• _Supplied passage_:
══════

In 3 days, I’ve gotten 2 pearls and 1 DIY from him. Disappointed for sure.


----------



## matt2019 (Jul 4, 2020)

He does this to me too


----------



## Rosch (Jul 4, 2020)

Today he showed up on my 3rd scallop only to give me a pearl. A little disappointing after all that diving. But hey, a pearl's a pearl.


----------



## FishHead (Jul 4, 2020)

Yeah, he gave me the mermaid princess dress. Don't care for the series, but I'd much rather have a DIY from him.


----------



## MyLifeIsCake (Jul 4, 2020)

Does he only show up for the first scallop you catch that day? I have TT'ed (mainly to find new Gullivarrr) and dived for a couple of days but he didn't show up after catching my first scallops that day.


----------



## Mary (Jul 4, 2020)

MyLifeIsCake said:


> Does he only show up for the first scallop you catch that day? I have TT'ed (mainly to find new Gullivarrr) and dived for a couple of days but he didn't show up after catching my first scallops that day.


yeah, only for the first.

I dove for hours and hours yesterday, essentially all day from 8am-11ishpm and found 8 pearls (plus a good friend gave me one). The rate does suck. Plus they look so nice on the ground that I kinda want to scatter them around on the beach/in my house so I guess I’ll have to grind a ton.

══════

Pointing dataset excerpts
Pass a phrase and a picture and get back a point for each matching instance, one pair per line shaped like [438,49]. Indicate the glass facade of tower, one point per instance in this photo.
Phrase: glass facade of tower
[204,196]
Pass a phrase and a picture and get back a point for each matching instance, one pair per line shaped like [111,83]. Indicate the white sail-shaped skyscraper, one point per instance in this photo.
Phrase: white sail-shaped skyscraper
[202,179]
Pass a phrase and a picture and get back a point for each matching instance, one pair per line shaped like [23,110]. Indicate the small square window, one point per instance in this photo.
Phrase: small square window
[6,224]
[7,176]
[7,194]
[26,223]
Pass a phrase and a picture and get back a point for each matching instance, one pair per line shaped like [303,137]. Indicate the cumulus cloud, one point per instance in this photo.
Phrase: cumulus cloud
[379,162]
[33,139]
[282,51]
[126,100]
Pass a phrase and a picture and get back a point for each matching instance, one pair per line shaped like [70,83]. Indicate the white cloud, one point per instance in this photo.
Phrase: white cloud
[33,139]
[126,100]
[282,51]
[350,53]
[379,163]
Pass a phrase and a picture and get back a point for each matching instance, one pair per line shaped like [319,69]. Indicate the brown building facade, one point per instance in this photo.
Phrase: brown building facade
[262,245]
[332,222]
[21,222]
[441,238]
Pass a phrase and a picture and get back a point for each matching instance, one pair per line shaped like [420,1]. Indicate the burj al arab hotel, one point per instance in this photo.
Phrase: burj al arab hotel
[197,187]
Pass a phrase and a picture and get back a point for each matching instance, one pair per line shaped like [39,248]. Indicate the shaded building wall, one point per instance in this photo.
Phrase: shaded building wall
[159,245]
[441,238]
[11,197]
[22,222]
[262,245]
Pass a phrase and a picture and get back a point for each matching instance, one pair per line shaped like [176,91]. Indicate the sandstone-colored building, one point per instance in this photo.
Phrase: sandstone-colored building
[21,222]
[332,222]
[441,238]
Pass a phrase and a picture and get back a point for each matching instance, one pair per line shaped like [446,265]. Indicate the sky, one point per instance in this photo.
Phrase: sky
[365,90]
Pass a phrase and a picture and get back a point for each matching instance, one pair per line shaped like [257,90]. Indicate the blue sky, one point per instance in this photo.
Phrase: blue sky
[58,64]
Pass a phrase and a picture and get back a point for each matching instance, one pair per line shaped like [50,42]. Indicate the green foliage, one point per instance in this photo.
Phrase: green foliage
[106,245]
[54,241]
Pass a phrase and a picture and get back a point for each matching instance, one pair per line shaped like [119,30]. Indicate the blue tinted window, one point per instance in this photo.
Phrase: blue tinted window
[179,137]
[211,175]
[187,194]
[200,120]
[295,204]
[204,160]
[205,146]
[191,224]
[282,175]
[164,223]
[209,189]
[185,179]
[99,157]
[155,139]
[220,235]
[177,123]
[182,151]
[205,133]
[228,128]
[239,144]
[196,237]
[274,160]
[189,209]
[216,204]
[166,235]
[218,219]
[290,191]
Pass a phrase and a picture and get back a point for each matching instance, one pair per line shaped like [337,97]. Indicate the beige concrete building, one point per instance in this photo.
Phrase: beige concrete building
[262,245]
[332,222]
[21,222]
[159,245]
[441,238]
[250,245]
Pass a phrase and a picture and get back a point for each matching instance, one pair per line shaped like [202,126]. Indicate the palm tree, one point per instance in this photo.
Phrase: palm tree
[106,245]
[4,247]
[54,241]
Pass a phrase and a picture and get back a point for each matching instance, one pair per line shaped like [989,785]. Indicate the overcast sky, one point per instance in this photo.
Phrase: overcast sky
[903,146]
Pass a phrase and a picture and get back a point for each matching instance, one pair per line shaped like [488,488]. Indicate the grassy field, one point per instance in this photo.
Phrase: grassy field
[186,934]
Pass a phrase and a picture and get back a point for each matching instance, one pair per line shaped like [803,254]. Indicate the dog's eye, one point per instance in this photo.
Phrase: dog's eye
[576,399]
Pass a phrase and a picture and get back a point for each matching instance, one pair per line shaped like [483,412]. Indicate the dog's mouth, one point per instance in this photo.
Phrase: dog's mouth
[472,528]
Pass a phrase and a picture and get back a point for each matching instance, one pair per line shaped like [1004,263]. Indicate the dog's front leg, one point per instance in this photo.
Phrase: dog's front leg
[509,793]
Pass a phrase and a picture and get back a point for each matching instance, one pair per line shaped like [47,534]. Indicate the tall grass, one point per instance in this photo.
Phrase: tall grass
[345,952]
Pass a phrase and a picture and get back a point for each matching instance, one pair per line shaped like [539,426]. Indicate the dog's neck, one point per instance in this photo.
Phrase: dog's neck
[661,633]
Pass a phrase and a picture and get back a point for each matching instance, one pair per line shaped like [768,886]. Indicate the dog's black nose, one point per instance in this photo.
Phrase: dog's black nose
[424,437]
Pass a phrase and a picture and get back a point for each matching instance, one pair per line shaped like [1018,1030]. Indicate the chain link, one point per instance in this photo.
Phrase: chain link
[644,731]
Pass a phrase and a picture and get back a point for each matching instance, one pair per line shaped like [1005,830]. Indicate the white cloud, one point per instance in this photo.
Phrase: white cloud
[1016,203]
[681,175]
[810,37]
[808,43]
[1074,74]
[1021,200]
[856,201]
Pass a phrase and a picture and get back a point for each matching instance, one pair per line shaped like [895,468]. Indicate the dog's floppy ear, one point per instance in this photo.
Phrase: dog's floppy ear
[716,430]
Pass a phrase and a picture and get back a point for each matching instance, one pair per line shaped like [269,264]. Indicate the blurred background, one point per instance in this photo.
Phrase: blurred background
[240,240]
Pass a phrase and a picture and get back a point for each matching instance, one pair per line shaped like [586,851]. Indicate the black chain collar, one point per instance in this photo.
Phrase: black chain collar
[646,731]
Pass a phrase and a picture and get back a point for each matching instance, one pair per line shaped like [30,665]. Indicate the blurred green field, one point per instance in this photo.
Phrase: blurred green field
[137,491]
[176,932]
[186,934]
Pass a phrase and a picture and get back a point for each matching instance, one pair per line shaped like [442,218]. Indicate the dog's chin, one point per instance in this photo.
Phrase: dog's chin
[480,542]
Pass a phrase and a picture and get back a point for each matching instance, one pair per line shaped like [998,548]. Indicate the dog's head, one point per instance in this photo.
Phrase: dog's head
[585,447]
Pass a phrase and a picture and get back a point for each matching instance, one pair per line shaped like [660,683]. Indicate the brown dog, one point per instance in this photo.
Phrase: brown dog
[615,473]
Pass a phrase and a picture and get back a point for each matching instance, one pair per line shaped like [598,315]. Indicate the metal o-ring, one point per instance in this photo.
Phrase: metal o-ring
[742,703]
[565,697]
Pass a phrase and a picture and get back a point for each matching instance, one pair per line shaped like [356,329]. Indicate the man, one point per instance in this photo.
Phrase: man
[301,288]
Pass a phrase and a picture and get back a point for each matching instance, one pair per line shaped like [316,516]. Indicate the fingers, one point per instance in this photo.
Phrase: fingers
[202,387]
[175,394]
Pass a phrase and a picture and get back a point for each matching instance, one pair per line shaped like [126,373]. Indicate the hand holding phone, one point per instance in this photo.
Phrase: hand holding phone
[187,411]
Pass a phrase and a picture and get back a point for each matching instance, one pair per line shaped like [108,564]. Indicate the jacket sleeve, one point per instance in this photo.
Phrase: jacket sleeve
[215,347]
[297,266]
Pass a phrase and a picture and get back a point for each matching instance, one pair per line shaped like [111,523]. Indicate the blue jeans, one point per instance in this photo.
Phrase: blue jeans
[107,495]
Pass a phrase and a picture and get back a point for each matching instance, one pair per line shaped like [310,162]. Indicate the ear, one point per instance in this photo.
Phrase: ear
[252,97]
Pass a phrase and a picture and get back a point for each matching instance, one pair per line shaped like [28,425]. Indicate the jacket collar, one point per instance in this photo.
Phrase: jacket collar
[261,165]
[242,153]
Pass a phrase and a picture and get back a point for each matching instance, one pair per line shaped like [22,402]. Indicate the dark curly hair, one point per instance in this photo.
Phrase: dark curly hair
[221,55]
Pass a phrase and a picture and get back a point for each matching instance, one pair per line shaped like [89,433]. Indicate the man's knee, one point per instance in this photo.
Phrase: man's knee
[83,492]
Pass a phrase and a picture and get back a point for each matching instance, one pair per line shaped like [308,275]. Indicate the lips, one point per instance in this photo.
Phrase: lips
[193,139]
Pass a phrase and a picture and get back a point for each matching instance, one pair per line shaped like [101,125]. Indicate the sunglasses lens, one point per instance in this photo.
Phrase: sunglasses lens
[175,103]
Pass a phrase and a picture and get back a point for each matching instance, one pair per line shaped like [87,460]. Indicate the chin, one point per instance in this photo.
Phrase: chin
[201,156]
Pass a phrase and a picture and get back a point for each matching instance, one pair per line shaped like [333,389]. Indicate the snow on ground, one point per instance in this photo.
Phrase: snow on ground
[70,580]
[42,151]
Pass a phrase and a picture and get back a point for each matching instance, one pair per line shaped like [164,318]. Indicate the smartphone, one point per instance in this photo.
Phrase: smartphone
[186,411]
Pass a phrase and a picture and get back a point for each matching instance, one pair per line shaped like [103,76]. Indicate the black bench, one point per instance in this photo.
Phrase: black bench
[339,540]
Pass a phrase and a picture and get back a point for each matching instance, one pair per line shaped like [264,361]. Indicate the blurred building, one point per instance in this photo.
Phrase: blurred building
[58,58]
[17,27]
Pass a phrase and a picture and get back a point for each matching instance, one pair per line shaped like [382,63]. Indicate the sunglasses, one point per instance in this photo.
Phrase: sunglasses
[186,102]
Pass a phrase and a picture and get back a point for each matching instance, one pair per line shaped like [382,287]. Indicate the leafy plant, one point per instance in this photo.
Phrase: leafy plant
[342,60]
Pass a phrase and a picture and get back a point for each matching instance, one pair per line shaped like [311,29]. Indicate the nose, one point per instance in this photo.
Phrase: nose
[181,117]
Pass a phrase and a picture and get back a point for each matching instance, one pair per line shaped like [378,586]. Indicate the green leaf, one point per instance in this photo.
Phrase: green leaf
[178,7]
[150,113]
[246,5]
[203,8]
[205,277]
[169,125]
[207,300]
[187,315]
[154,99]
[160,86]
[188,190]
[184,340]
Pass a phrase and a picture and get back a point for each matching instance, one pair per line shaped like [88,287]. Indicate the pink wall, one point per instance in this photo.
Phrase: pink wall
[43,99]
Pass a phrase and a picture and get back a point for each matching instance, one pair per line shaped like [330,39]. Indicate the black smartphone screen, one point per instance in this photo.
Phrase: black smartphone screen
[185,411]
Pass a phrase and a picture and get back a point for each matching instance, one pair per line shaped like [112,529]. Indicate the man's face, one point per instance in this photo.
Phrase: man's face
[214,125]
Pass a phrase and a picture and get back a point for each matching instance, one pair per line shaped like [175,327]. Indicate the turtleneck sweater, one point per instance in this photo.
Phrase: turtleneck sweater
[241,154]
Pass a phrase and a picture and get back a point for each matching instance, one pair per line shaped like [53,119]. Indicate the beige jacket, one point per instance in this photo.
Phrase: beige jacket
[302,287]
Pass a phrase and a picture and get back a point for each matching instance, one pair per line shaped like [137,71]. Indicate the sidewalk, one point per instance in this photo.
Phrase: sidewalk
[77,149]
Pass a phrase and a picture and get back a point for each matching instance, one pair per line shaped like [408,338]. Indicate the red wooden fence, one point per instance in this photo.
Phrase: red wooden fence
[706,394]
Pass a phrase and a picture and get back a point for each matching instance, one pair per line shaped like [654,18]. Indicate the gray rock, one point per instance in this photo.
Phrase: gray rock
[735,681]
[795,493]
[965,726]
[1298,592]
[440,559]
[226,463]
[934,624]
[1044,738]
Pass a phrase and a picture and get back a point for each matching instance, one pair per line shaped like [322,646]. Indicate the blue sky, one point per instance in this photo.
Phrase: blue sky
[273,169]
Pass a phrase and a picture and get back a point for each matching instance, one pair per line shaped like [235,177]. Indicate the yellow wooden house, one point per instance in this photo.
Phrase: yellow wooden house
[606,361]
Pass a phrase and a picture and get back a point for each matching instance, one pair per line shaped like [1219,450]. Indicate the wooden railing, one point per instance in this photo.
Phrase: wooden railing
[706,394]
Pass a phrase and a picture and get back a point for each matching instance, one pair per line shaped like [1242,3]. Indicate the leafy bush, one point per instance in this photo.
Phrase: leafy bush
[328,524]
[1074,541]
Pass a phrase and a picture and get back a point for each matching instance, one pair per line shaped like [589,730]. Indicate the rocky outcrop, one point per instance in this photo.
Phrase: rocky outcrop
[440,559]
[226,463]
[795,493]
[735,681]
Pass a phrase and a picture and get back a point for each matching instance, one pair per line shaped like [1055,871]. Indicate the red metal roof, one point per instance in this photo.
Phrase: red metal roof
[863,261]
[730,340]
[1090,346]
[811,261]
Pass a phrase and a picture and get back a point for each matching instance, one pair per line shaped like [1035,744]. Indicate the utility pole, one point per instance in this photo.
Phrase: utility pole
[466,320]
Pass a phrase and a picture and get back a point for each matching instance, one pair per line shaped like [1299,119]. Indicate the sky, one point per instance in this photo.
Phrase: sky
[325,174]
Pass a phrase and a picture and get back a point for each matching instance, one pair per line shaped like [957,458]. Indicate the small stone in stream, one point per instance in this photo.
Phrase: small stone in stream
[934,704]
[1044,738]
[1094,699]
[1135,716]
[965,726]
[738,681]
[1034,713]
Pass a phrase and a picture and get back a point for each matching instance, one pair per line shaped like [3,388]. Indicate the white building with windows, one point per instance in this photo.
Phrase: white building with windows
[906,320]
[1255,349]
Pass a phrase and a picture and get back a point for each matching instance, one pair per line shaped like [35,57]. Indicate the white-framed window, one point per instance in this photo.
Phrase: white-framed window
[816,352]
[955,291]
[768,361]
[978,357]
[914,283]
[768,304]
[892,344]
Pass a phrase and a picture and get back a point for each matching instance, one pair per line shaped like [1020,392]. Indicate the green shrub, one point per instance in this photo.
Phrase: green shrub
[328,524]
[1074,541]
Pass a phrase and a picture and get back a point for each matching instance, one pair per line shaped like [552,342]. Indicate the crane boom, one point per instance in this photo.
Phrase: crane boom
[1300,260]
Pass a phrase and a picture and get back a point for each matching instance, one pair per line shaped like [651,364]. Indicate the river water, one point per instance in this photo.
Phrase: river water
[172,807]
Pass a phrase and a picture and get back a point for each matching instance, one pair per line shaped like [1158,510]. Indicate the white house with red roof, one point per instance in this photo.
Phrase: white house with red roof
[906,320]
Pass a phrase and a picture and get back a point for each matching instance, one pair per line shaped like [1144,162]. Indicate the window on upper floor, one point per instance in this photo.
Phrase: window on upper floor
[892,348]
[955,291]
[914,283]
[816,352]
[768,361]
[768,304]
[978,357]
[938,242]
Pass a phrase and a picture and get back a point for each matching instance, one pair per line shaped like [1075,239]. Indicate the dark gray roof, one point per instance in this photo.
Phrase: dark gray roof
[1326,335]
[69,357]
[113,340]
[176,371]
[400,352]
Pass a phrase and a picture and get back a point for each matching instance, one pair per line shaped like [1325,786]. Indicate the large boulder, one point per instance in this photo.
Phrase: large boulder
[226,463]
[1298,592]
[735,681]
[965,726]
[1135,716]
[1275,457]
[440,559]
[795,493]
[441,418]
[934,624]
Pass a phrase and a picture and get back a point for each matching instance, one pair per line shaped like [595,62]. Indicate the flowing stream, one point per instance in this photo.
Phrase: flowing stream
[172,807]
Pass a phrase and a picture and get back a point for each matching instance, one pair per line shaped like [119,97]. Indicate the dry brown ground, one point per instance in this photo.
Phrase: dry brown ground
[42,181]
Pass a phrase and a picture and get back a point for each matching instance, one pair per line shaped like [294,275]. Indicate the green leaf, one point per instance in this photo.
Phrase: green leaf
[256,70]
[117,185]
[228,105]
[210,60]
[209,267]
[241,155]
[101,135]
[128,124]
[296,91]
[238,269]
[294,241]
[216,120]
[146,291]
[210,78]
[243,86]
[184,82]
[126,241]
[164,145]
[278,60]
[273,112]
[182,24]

══════

• _Stated goal_:
Answer these questions about the forum thread on diving for scallops:
(a) In 3 days, how many pearls and DIYs did the first post's writer get?
(b) What item did FishHead receive?
(c) How many pearls did Mary find while diving from 8am to about 11pm?
These records were drawn from a separate source.

• _Task output_:
(a) 2 pearls and 1 DIY
(b) The mermaid princess dress
(c) 8 pearls